Görev tanımı 1
Satırların başından "148], [316, 155]]" geçen satıra kadar (o satır da dahil) her şeyi yeniden yazın ve "lamp shade" adını "light fixture" olarak değiştirin; geri kalan hiçbir şeye dokunmayın. Resimleri yanıta koymayın.

Metin alıntısı
Toplam Okunma 0
Gri ince çizgili çerçeve içerisindeki görselde, beyaz fon içerisinde Altıncı Koğuş kitabının kapağındaki görsel yer alıyor. Bu görselde, kasvetli bir odanın köşesindeki demir başlıklı yatakta arkası dönük halde, bacak ve kolları gövdesine büzülmüş halde bir adam yatıyor. Adamın üzerinde beyaz gömlek ve çapraz askıları olan siyah pantolon var. Adamın yüzünün dönük olduğu duvarda, ayakta duran iri bir insan gölgesi yansıyor.

“Hastanenin avlusunda dulavrat otlarının, ısırganların ve yaban kenevirlerinin meydana getirdiği koca bir ormanla çevrili küçük bir pavyon vardır. Bu pavyonun çatısı paslanmış, bacası yarı yarıya yıkılmış, antresinin çürümüş basamaklarında otlar fışkırmış ve sıvalarından ancak izler kalmıştır. Pavyonun ön yüzü hastaneye; arka yüzü ise üzerine çiviler çakılmış gri renkli tahta perdeyle hastaneden ayrılan tarlaya bakar. Sivri uçları yukarıya dönük bu çivilerin, bu tahta perdenin ve pavyonun kendisinin biz de yalnız hastane ve hapishane binalarında görülebilen o kendine özgü kasvetli ve uğursuz bir görünüşü vardır.”

Görev tanımı 2
Altıncı Koğuş kitabının kapağıyla ilgili yukarıdaki metni baştan sona kelimesi kelimesine tekrarlayın.

Çalışma malzemesi
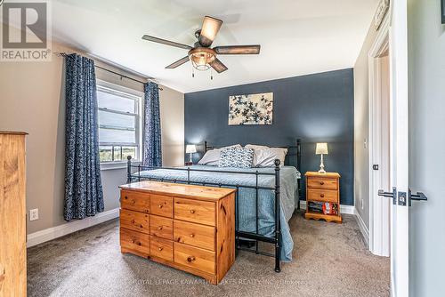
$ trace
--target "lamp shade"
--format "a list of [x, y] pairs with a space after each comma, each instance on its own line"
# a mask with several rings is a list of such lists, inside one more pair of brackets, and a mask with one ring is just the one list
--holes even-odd
[[187, 154], [196, 153], [196, 145], [194, 145], [194, 144], [188, 144], [185, 147], [185, 152]]
[[328, 155], [328, 143], [320, 142], [317, 143], [317, 148], [315, 148], [316, 155]]

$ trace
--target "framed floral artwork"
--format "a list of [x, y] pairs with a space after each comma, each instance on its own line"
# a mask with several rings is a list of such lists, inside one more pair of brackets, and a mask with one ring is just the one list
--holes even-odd
[[229, 97], [229, 124], [272, 124], [273, 92]]

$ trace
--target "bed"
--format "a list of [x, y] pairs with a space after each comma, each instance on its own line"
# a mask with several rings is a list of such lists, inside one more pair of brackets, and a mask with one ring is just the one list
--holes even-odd
[[[206, 142], [204, 147], [206, 151], [217, 148]], [[127, 181], [148, 180], [237, 189], [237, 248], [275, 257], [275, 271], [279, 272], [280, 261], [292, 261], [294, 242], [288, 221], [295, 208], [299, 208], [301, 190], [301, 174], [296, 169], [301, 165], [301, 141], [297, 140], [296, 146], [286, 148], [288, 153], [285, 165], [275, 160], [275, 167], [271, 168], [222, 168], [199, 165], [147, 167], [133, 165], [129, 158]], [[253, 247], [241, 245], [245, 238], [255, 242]], [[275, 253], [260, 251], [259, 241], [274, 245]]]

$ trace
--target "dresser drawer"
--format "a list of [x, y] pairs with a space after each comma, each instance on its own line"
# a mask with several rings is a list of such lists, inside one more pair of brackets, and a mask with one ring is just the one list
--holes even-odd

Yazılı çözüm 1
$ trace
--target "light fixture"
--format "a list of [x, y] pairs with a space after each comma, each instance on its own line"
# a mask with several rings is a list of such lists, inside one more pair of brackets, and a mask with one ring is just the one list
--holes even-odd
[[187, 154], [196, 153], [196, 145], [194, 145], [194, 144], [188, 144], [185, 147], [185, 152]]
[[328, 155], [328, 143], [320, 142], [317, 143], [317, 148], [315, 148], [316, 155]]

Yazılı çözüm 2
Toplam Okunma 0
Gri ince çizgili çerçeve içerisindeki görselde, beyaz fon içerisinde Altıncı Koğuş kitabının kapağındaki görsel yer alıyor. Bu görselde, kasvetli bir odanın köşesindeki demir başlıklı yatakta arkası dönük halde, bacak ve kolları gövdesine büzülmüş halde bir adam yatıyor. Adamın üzerinde beyaz gömlek ve çapraz askıları olan siyah pantolon var. Adamın yüzünün dönük olduğu duvarda, ayakta duran iri bir insan gölgesi yansıyor.

“Hastanenin avlusunda dulavrat otlarının, ısırganların ve yaban kenevirlerinin meydana getirdiği koca bir ormanla çevrili küçük bir pavyon vardır. Bu pavyonun çatısı paslanmış, bacası yarı yarıya yıkılmış, antresinin çürümüş basamaklarında otlar fışkırmış ve sıvalarından ancak izler kalmıştır. Pavyonun ön yüzü hastaneye; arka yüzü ise üzerine çiviler çakılmış gri renkli tahta perdeyle hastaneden ayrılan tarlaya bakar. Sivri uçları yukarıya dönük bu çivilerin, bu tahta perdenin ve pavyonun kendisinin biz de yalnız hastane ve hapishane binalarında görülebilen o kendine özgü kasvetli ve uğursuz bir görünüşü vardır.”